• **Data for this exercise**:
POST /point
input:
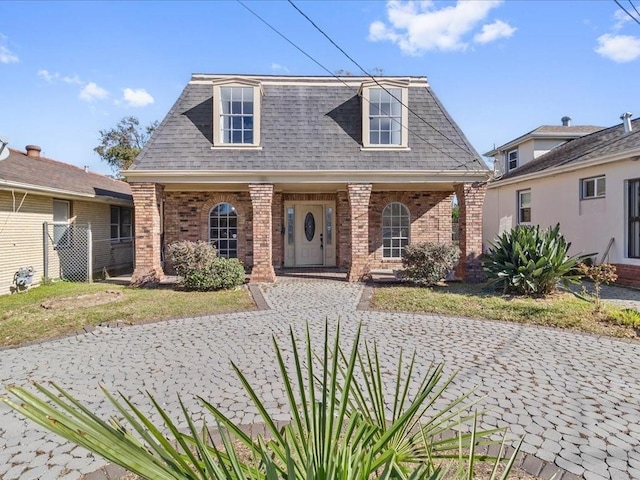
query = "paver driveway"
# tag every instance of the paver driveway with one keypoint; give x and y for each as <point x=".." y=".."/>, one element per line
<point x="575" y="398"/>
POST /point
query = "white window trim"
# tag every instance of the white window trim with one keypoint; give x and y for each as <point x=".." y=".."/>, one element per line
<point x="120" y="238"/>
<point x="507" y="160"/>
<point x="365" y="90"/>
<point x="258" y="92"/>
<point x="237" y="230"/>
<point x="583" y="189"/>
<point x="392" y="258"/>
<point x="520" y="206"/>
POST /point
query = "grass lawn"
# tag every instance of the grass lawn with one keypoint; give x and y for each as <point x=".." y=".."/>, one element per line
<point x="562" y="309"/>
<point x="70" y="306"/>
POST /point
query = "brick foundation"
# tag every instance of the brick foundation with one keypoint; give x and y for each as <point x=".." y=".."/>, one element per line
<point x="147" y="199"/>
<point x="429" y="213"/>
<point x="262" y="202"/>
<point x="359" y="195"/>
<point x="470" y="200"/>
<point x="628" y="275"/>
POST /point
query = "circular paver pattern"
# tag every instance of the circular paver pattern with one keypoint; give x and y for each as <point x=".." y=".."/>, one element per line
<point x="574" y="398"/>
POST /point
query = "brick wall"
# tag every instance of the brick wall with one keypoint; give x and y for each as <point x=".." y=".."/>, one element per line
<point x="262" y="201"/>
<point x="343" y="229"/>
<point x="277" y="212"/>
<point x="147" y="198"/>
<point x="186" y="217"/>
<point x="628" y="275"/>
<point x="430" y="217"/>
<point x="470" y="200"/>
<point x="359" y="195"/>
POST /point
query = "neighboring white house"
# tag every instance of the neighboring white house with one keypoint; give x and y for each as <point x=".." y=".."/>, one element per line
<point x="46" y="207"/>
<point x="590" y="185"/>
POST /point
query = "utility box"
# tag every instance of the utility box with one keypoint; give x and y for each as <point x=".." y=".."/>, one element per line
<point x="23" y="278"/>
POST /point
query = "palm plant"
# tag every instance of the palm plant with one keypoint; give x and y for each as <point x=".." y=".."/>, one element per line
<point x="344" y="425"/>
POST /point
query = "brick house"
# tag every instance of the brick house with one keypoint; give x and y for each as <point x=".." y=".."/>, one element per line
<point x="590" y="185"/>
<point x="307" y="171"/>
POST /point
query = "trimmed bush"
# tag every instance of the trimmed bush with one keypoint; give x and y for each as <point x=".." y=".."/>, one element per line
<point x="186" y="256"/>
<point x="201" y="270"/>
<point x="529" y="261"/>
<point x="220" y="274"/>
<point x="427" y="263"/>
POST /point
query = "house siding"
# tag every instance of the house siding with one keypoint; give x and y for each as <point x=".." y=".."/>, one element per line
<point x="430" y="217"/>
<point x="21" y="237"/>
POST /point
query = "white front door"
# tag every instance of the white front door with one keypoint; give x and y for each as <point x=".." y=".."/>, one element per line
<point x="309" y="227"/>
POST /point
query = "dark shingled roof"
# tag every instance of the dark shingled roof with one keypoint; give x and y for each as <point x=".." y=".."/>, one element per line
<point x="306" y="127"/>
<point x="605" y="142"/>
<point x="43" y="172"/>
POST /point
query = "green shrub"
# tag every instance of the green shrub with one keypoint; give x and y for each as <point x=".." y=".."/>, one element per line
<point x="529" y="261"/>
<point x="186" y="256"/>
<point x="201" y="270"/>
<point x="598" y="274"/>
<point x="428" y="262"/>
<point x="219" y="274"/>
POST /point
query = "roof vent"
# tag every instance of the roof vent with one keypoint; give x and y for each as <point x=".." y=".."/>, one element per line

• **Task objective**: In your copy of the data above, leave out the pictures and repeat everything else exactly.

• **Completed task**:
POST /point
input:
query = "paver driveway"
# tag every instance of the paver driveway with one keypoint; give x and y for each as <point x=".." y=".."/>, one element per line
<point x="575" y="398"/>
POST /point
query = "white window trim"
# tag every instance of the white window trim with one keypoint; give x and y for each as <point x=".." y=".."/>, one element per line
<point x="120" y="238"/>
<point x="507" y="160"/>
<point x="365" y="90"/>
<point x="258" y="92"/>
<point x="237" y="230"/>
<point x="583" y="189"/>
<point x="392" y="258"/>
<point x="520" y="206"/>
POST /point
query = "grass lawn"
# tag every instance of the grass lawn with one keypoint; give x and y for each as <point x=".." y=".."/>, one element per line
<point x="562" y="309"/>
<point x="70" y="306"/>
POST /point
query = "brick foundation"
# tag every instance of the brick foundation with one keypoint; give x and y for each as <point x=".." y=".."/>, one element per line
<point x="147" y="199"/>
<point x="429" y="213"/>
<point x="262" y="202"/>
<point x="359" y="195"/>
<point x="470" y="200"/>
<point x="628" y="275"/>
POST /point
query = "circular paver pattern"
# tag every instance of the circular paver pattern with one keypoint; give x and y for each as <point x=".." y=".."/>, one element per line
<point x="574" y="398"/>
POST /point
query = "brick wall"
# tag every instance of the brick wall with one keypoint; give x and y for each as <point x=".." y=".."/>, one element per line
<point x="262" y="201"/>
<point x="343" y="229"/>
<point x="277" y="212"/>
<point x="147" y="198"/>
<point x="186" y="217"/>
<point x="628" y="275"/>
<point x="430" y="217"/>
<point x="470" y="200"/>
<point x="359" y="195"/>
POST /point
query = "neighboring white house"
# tag every instance of the neighboring white house with one keypoint; give x and y for each as <point x=".." y=".."/>, one element per line
<point x="46" y="207"/>
<point x="590" y="185"/>
POST /point
query = "utility box"
# tag every instance of the utility box with one keypoint; give x and y for each as <point x=".." y=".."/>, one element per line
<point x="23" y="278"/>
POST /point
query = "palm plant"
# tag every instance of the palm plant with one keypoint; give x and y for each as <point x=".." y=".."/>, one element per line
<point x="344" y="425"/>
POST /point
query = "brick house"
# tag every instance of the brick house with one keypoint; give x and y for each as <point x=".." y=".."/>, one element per line
<point x="590" y="185"/>
<point x="307" y="171"/>
POST /point
query = "trimmed bush"
# tag every instance of the trimmed bush with one keypoint; give x and y for each as <point x=".." y=".."/>, one element per line
<point x="186" y="256"/>
<point x="201" y="270"/>
<point x="529" y="261"/>
<point x="220" y="274"/>
<point x="427" y="263"/>
POST /point
query = "house siding"
# tag every instance of the house siding with one keypoint; give x and y for each as <point x=".." y=".."/>, one element per line
<point x="430" y="217"/>
<point x="21" y="237"/>
POST /point
query = "white front door"
# tag every instance of the white front door with one keypoint; give x and y for each as <point x=".." y=".."/>, one element per line
<point x="309" y="227"/>
POST /point
query = "dark shingled roof"
# tag every instance of the dark shingled roof with one keypoint; give x and y for each as <point x=".." y=".."/>, one element per line
<point x="306" y="127"/>
<point x="605" y="142"/>
<point x="43" y="172"/>
POST /point
query = "green shrub"
# tag every instance of the green shrub with one keypoint; give x and y for each as <point x=".." y=".."/>, one element per line
<point x="529" y="261"/>
<point x="186" y="256"/>
<point x="201" y="270"/>
<point x="598" y="274"/>
<point x="428" y="262"/>
<point x="219" y="274"/>
POST /point
query = "roof vent"
# tag every instance of the roof vent with one keypoint; give x and y for each as <point x=".." y=".."/>, one element per line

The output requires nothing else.